◆ TASKS AND EXERCISES:
1. Decide whether each statement agrees with the Kampfner article: (a) Michael Grade called the piece untrue; (b) Kampfner's piece ran in Press Gazette; (c) Kevin Marsh presents Today. Answer yes or no for each and quote the words from the article that decide it.
2. From the Kampfner article, return the passage that begins at the words "Grade went on" and stops after "it is playing.".
3. Carry the Kampfner article forward from its last sentence.

◆ TEXT BLOCK:
Kampfner stands by claims that BBC ‘has lost its nerve’

By Press Gazette

By Alyson Fixter and David Rose

New Statesman editor John Kampfner has refused to back down over a
controversial editorial on the BBC’s “loss of nerve”, despite a storm
of protest from staff at the corporation.

In a piece headlined “Broken, beaten, cowed” in last week’s New
Statesman, former BBC journalist Kampfner claimed the BBC had gone soft
on the Government since Hutton, and that BBC chairman Michael Grade and
director-general Mark Thompson wanted Today presenter John Humphrys
sacked for an off-message speech.

Grade went on record about the
row on Tuesday, describing the piece as “utterly, utterly untrue”,
while Today editor Kevin Marsh accused Kampfner of publishing “the kind
of journalism that sees causing trouble or getting up people’s noses as
ends in themselves.”

A New Statesman spokeswoman told Press
Gazette staff were “very cross” over the allegations “impugning John
Kampfner as a journalist and the integrity of the New Statesman”, but
she added: “What most concerns us at the moment is how we move on from
here.

The issue is the bigger picture about the BBC and the role it is playing.

◆ INFORMATION SHOWN:
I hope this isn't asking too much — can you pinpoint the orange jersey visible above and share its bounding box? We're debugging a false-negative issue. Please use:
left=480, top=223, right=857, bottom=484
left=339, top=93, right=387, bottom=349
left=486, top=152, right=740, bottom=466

◆ TASK-BY-TASK RESULTS:
1.
(a) Yes: "describing the piece as “utterly, utterly untrue”"
(b) No: "in last week’s New Statesman"
(c) No: "Today editor Kevin Marsh"

2.
Grade went on record about the
row on Tuesday, describing the piece as “utterly, utterly untrue”,
while Today editor Kevin Marsh accused Kampfner of publishing “the kind
of journalism that sees causing trouble or getting up people’s noses as
ends in themselves.”

A New Statesman spokeswoman told Press
Gazette staff were “very cross” over the allegations “impugning John
Kampfner as a journalist and the integrity of the New Statesman”, but
she added: “What most concerns us at the moment is how we move on from
here.

The issue is the bigger picture about the BBC and the role it is playing.

3.
“If
this results in the BBC being more willing to reconnect with its
confrontational journalism, then all of this will have been worth it.”

The
double-page editorial claimed on the weekend the story broke that
Humphrys had maligned Labour politicians in an after-dinner speech,
Grade had phoned “several executives” demanding the presenter be sacked.

Grade
broke his silence on the controversy in front of the all-party Commons
media committee this week, acknowledging he had phoned Thompson, but
saying: “Newspapers were making allegations that called into question
the BBC’s impartiality.

My concern was to get to the bottom of
it.”Plaid Cymru MP Adam Price said claims of the BBC’s “loss of nerve”
since Hutton had struck a “degree of resonance among some observers”.

But Thompson replied: “It may be that you have found some resonance in this story. I do not.” Had there been any truth in the claims, it would have become public knowledge, he insisted.

To back his case, Thompson said he had defended the BBC’s coverage of Hurricane Katrina as “outstanding” after Tony Blair was reported to have criticised it.

But
Price told Press Gazette: “The BBC will only break stories if it is
certain about the accuracy and can present them in a documentary format
rather than as news.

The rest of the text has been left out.